- [Text]
☆ ☆ ☆ ☆
Table 3 Putative mitochondrial and chloroplast genes among 13,020 transcripts at 9,366 loci

The RPKM values of 18 chloroplast transcripts were higher in TD, whereas those of 22 chloroplast transcripts were higher in DT. However, the RPKM values of 80 mitochondrial transcripts were higher in TD, whereas those of 61 mitochondrial transcripts were higher in DT. There was a greater than fourfold difference between TD and DT in only four mitochondrial transcripts (the ratios of TD:DT were 8:2–9:1 for locus nos. 4069, 5276, 7742, and 9231; Table 2). Loci 5276 and 9231 had partial homology to the nuclear genome, whereas the remaining two transcripts originated from the mitochondrial genome only.

Intra-locus percentage contributions

Of the 13,020 transcripts, 7,474 were single transcripts from 7,474 loci, whereas 5,546 transcripts were multiple transcripts from 1,718 loci. We found that 763 and 433 loci produced two and three transcripts, respectively, with up to 13 transcripts/locus. The percentage contributions of each transcript to the locus were calculated as 100 × (RPKM value of a transcript/total RPKM value of all transcripts within a locus). If two or three transcripts were transcribed equally from a locus, percentage contributions of 50 and 33.3 % were expected, respectively. However, the percentages varied widely both among transcripts and between T and D (r = 0.656) (Fig. 3a). By contrast, very similar percentage contributions for the respective transcripts were found between TD and DT (r = 0.991), although the percentages varied widely among transcripts from 0 to 100 % (Fig. 3b).

Fig. 3
figure 3

Intra-locus percentage contributions of each transcript from 1,718 loci with multiple transcripts (total of 5,546 transcripts) for T and D (a), and TD and DT (b)
☆ ☆ ☆ ☆
- [Phrase grounding data]
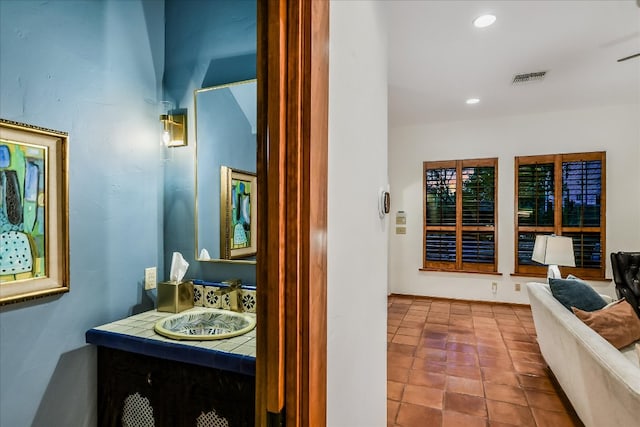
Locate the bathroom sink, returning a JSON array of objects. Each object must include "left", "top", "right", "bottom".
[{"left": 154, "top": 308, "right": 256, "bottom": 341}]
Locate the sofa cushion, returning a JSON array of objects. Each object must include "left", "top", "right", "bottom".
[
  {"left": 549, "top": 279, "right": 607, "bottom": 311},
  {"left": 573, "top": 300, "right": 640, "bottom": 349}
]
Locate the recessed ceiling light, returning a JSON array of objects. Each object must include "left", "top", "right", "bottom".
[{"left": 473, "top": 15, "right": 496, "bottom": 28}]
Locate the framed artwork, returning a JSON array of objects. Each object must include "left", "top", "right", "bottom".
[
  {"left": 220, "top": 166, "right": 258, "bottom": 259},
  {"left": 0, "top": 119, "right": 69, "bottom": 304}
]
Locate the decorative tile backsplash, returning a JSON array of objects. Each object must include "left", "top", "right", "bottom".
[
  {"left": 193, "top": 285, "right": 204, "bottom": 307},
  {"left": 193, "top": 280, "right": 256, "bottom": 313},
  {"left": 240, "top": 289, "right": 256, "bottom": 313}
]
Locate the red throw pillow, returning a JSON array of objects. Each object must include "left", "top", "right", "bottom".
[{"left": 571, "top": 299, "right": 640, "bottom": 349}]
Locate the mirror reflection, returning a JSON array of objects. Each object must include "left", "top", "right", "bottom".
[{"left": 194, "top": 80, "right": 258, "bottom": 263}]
☆ ☆ ☆ ☆
- [Tasks and exercises]
- 1) Translate this sentence from the passage on transcript expression into Spanish: "Of the 13,020 transcripts, 7,474 were single transcripts from 7,474 loci, whereas 5,546 transcripts were multiple transcripts from 1,718 loci."
- 2) Write the next part of the passage on transcript expression, picking up right after the caption for Fig. 3.

- [Answers in order]
- 1) De los 13.020 transcritos, 7.474 eran transcritos únicos procedentes de 7.474 loci, mientras que 5.546 transcritos eran transcritos múltiples procedentes de 1.718 loci.

- 2)
Comparison of the intra-locus percentage contributions of the parents and their progeny

To investigate the genetic mode by which alleles of the same locus from two species were expressed in the complex composition of the F1 hybrid, the intra-locus percentage contributions of 5,546 transcripts from 1,718 loci in TD and DT were compared with those of the corresponding parental percentages, which were categorized as shown in Fig. 4. We found that 2,056 (37.1 %) of TD and 1,957 (35.3 %) of DT transcripts were within the range of mid-parental percentages ± 12.5 %, while 4,124 (74.4 %) of TD and 4,034 (72.7 %) of DT transcripts were within the range of the mid-parental percentages ± 37.5 %. Thus, approximately three-fourths of the transcripts had intermediate percentages between the parental percentages in their progeny. The remaining transcripts were either within the range of the D-parent percentages ± 12.5 % (853 transcripts) or the T-parent percentages ± 12.5 % (421 transcripts), or they exceeded the D-parent percentages +12.5 % (938 transcripts) and the T-parent percentages (722 transcripts). Thus, the progeny percentages tended to be intermediate between the parental percentages or fairly similar to the D-parent percentages (Fig. 4).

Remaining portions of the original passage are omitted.